Reproduce all of the records below, substituting "occurrence" for every occurrence of "instance" and leaving everything else unchanged.

--*--

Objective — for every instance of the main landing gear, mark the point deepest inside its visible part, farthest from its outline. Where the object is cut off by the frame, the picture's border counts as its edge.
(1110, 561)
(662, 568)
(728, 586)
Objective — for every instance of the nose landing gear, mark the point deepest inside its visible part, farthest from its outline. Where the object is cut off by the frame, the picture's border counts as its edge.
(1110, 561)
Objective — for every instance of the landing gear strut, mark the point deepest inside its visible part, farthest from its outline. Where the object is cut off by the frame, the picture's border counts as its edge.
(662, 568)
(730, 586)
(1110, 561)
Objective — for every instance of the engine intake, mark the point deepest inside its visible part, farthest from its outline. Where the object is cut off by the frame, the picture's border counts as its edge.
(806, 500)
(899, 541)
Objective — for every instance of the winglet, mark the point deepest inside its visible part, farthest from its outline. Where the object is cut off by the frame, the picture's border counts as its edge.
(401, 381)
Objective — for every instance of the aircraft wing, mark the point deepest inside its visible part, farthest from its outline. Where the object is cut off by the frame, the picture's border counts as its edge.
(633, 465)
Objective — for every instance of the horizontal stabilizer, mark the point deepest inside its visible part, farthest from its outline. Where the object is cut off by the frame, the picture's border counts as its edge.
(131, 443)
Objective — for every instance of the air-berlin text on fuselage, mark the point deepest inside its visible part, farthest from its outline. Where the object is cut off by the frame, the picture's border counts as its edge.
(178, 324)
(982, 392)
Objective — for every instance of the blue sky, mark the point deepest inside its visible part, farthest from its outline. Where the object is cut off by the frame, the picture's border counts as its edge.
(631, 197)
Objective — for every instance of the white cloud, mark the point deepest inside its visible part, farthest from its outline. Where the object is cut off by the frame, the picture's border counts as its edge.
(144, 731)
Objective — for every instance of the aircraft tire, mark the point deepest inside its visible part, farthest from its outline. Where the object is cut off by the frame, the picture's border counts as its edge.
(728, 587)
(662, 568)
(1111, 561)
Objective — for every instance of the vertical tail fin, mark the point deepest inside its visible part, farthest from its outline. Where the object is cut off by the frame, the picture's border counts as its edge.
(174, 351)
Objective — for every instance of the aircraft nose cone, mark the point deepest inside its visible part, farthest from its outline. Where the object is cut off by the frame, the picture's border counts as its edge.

--*--

SOLUTION FOR THIS PROBLEM:
Objective — for every occurrence of the main landing gear, mark the point deepest inside its visible part, farthest from its outline. Where the object is cut off by the frame, the picture's border counts as its edge.
(1110, 561)
(662, 568)
(728, 586)
Objective — for every occurrence of the nose landing gear, mark the point deepest inside its visible part, farthest from its outline. Where the object is cut off by the frame, the picture's border counts as its edge.
(1110, 561)
Objective — for every occurrence of the landing gear strut, mark the point deepest inside its visible part, farthest from its outline. Where the object is cut off by the frame, the picture's border counts as its edge.
(662, 568)
(730, 586)
(1110, 561)
Objective — for every occurrence of the engine intake, mark the point deepest inside its visible part, farthest from its outline. Where the object is cut off by the frame, the picture's border counts as its edge.
(806, 500)
(899, 541)
Objective — for every occurrence of the winglet, mark the point deepest inside its visible part, farthest from its outline. Where the object is cut off by the frame, the picture's border counts as its edge.
(401, 381)
Objective — for every occurrence of the aircraft wing, mark the point deepest inside its visible part, farthest from its outline. Where the object is cut off by the frame, the picture's border counts as its edge.
(633, 465)
Objective — for every occurrence of the horizontal stabilizer, mark the point deepest inside its visible part, farthest from its outline. Where the object is cut off by the frame, the picture's border counts as its edge.
(131, 443)
Objective — for every occurrence of the air-berlin text on fuselage, mark the point deepest inside its visible part, farthest from its outline. Where the object is cut off by the frame, the picture's border counts as its edge.
(178, 324)
(982, 392)
Objective — for every occurrence of the blue sky, mark the point deepest inside its visible part, farthest from its outline. Where the object is cut off by the frame, the picture's border counts as its edge.
(631, 197)
Objective — for every occurrence of the white cloud, mark the point deepest inside its visible part, farthest from its outline. Where the object is cut off by the frame, the picture's border counts as its edge.
(144, 731)
Objective — for every occurrence of the aircraft tire, mark the point deepest inside its visible part, farthest from its outline. Where the object is cut off by the frame, the picture's border counts as its edge.
(728, 587)
(662, 568)
(1111, 561)
Objective — for every occurrence of the vertical tail fin, mark the point deepest inside its visible part, farthest from its outline. Where the object is cut off by the frame, the picture's border counts as its edge.
(174, 351)
Objective — for every occurrence of the aircraft nose cone, mark the point deepest inside its visible part, farthest from its outline. Where the object is cut off by the frame, the picture's border counts as its edge.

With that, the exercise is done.